[Task prompt] List every company named in the report on the oxytocin ban below.

[Selected extract]

>>>>>

The Delhi High Court on Friday suspended for a month the Centre’s ban on private companies manufacturing and distributing oxytocin, a drug used to induce labour during childbirth and control bleeding after it.
A Bench of Justices S. Ravindra Bhat and A.K. Chawla gave the interim order on pleas challenging the government’s ban, which was slated to come into effect from Saturday. It listed the case for September 12 for further arguments.
The government in April restricted private companies from manufacturing or supplying the drug to prevent its alleged misuse in the dairy sector, where it was injected into animals to increase their milk production.
As per the Centre’s notification, the State-run Karnataka Antibiotics and Pharmaceuticals Ltd (KAPL) was solely allowed by the Centre to make the drug meet the country’s needs.
The court noted that the material placed before it showed that when the decision was taken in February this year to restrict the sale of oxytocin, KAPL was not licensed to manufacture the drug and it was issued one only this April.
The court was hearing pleas of BGP Products Operations GmbH, a subsidiary of Mylan Laboratories, Neon Laboratories and NGO All India Drug Action Network, which works to ensure access to essential medicines.
‘Arbitrary notification’
The NGO contended in its plea that it would not be advisable to depend on one company alone, especially when it allegedly has not made the product earlier.
The petitioners claimed that the sudden issuance of the April 27 notification was arbitrary and also without application of mind.

<<<<<

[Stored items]
>>>>>

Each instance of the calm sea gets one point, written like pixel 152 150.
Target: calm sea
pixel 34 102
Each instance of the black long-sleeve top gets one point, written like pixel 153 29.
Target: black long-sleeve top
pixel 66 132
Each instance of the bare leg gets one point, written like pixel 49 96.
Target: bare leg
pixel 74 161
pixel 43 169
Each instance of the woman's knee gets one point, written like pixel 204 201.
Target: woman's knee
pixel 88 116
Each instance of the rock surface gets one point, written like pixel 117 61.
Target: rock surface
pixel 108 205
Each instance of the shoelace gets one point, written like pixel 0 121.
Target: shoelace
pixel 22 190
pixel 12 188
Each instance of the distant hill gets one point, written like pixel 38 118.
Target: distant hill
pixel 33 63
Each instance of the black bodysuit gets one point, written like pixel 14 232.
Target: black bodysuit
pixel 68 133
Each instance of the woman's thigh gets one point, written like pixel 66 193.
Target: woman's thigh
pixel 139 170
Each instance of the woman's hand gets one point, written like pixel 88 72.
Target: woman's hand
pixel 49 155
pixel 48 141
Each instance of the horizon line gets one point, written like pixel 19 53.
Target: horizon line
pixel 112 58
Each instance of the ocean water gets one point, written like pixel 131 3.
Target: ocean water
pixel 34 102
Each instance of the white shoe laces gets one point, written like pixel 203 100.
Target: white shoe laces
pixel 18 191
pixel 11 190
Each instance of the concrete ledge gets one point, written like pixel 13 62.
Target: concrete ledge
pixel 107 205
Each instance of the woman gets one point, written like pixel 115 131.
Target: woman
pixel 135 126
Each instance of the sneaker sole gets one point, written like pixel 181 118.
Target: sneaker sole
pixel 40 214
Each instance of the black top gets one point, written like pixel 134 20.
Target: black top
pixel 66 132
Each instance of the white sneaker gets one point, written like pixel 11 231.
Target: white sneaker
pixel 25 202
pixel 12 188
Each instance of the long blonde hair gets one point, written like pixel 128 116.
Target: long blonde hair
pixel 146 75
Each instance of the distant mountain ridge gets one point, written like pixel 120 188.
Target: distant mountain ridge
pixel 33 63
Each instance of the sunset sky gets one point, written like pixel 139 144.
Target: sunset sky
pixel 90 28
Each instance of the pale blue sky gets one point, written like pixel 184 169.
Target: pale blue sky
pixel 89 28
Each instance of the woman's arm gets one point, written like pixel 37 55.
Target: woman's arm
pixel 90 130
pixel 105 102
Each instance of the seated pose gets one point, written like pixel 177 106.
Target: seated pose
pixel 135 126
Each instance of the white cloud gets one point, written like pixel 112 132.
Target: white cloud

<<<<<

[Worked solution] Karnataka Antibiotics and Pharmaceuticals Ltd (KAPL), BGP Products Operations GmbH, Mylan Laboratories, Neon Laboratories